━━━ STORED ROWS ━━━

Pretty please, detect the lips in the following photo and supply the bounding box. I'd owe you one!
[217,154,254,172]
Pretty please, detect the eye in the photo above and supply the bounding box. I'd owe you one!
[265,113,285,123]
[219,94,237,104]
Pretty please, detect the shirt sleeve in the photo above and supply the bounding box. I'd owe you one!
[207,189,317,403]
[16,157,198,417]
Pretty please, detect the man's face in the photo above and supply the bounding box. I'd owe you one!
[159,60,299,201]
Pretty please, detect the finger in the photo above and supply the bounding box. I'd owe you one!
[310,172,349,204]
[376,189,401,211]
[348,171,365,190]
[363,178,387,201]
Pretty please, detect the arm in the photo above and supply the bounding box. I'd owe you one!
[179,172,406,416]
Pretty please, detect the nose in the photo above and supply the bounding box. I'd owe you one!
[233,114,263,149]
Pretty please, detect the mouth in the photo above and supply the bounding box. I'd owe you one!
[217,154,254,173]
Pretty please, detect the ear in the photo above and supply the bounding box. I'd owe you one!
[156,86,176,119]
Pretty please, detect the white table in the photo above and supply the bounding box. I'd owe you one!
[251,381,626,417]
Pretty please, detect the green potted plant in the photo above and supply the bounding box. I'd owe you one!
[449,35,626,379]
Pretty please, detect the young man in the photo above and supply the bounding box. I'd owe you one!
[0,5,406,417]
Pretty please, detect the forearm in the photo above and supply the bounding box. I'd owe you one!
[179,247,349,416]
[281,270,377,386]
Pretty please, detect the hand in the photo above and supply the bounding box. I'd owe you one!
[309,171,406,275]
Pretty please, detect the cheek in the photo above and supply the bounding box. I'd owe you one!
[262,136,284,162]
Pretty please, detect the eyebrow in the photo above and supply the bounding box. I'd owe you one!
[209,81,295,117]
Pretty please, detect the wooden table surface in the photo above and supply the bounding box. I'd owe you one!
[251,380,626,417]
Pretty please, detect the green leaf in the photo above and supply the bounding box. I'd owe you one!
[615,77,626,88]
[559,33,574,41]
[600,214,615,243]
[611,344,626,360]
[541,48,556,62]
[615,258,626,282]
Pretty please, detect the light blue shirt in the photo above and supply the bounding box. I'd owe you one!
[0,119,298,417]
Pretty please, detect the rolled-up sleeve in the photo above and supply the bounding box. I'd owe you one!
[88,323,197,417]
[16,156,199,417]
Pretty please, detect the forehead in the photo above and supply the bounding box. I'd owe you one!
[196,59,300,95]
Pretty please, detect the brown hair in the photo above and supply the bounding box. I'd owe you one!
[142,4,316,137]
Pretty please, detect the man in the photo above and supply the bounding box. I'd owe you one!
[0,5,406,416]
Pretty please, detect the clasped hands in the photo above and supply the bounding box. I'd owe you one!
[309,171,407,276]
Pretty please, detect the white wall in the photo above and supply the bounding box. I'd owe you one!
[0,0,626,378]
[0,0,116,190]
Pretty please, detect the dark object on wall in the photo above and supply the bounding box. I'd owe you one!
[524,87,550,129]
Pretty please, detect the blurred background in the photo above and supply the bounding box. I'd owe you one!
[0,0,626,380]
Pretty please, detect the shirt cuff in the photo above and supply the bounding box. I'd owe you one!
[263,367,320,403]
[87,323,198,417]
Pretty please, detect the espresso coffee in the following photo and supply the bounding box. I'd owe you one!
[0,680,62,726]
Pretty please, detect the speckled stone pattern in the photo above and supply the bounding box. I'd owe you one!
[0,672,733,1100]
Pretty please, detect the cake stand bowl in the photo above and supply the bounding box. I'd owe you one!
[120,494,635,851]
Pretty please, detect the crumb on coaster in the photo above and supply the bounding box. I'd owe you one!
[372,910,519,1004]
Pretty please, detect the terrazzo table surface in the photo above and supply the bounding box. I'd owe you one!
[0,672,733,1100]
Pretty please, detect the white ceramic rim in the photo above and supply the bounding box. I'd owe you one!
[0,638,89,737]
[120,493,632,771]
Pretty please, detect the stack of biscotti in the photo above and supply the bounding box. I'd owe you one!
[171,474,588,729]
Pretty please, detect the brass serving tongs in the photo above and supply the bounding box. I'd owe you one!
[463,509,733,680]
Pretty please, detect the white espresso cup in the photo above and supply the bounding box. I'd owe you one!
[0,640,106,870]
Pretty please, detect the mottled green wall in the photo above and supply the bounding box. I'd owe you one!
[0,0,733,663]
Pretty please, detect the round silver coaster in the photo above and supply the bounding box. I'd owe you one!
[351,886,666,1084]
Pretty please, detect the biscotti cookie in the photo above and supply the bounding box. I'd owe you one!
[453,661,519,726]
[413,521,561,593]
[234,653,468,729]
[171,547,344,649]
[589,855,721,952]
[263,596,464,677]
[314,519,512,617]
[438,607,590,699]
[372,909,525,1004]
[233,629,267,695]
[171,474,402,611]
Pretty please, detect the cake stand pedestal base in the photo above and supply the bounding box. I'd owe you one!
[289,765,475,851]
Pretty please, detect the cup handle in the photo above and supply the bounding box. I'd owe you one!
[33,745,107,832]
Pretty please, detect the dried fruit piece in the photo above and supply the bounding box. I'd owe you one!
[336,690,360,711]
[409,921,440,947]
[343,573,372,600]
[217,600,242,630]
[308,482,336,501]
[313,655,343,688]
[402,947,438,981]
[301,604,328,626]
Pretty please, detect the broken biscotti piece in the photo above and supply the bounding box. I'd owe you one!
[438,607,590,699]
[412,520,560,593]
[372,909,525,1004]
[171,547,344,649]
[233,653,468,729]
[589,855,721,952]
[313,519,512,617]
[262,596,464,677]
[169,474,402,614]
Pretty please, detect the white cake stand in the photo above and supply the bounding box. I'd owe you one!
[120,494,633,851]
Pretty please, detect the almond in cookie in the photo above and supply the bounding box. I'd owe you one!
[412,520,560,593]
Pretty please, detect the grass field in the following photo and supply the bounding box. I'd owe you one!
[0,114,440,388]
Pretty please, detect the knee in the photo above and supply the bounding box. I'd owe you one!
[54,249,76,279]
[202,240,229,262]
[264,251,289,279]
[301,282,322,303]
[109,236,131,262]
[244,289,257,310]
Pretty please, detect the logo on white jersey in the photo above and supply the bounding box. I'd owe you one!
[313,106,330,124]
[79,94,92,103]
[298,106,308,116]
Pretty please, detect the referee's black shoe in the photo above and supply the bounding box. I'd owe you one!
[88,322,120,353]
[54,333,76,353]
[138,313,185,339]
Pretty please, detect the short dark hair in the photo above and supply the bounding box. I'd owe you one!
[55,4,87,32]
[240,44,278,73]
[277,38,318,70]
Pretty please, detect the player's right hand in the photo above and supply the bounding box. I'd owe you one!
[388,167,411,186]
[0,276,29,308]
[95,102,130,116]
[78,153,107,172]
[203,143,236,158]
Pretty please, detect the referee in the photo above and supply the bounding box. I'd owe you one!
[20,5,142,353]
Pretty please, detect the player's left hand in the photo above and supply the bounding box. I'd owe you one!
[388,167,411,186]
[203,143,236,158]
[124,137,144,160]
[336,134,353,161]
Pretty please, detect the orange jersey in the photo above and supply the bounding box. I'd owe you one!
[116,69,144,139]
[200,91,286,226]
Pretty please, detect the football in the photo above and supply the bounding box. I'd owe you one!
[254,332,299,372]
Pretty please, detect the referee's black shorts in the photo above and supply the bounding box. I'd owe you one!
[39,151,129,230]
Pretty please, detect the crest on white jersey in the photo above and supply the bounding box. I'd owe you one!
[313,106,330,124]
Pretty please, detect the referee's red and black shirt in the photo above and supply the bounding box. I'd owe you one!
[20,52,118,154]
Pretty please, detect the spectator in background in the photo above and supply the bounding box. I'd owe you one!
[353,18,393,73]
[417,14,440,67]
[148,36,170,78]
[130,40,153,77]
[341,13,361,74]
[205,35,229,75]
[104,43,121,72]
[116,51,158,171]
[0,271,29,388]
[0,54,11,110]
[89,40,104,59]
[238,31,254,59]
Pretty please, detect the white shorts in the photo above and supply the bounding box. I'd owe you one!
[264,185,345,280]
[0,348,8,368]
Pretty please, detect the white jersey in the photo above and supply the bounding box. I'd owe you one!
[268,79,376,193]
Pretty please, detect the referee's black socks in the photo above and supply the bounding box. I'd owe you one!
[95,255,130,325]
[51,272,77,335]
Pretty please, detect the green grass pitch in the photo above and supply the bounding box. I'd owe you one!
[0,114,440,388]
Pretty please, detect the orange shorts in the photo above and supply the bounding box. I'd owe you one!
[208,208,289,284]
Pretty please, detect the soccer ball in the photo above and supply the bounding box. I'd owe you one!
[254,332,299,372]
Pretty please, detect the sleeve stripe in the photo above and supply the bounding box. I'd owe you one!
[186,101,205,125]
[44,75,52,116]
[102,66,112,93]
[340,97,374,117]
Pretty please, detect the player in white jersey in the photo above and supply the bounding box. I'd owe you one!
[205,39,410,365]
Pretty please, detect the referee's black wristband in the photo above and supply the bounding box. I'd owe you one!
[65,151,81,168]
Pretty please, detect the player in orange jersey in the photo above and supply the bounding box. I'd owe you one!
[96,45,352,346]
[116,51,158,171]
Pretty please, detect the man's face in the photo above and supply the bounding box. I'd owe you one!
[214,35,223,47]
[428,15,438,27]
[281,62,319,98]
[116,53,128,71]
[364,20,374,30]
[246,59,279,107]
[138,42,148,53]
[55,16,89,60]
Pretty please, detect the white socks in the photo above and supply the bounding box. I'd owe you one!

━━━

TASK -
Pull out the lines of the items above from the first line through the line containing "[16,157,198,417]", and reproduce each one unchanged.

ANSWER TO THIS TASK -
Pretty please, detect the lips in the following photo and supply the bounding box. I'd owe you one!
[217,154,254,172]
Pretty please, detect the eye in the photo above and supply the bounding box. I'd owe you one!
[265,113,285,123]
[219,94,237,104]
Pretty please, detect the shirt sleeve in the photo above and supply the bounding box. I'd owe you one!
[207,189,317,403]
[16,157,198,417]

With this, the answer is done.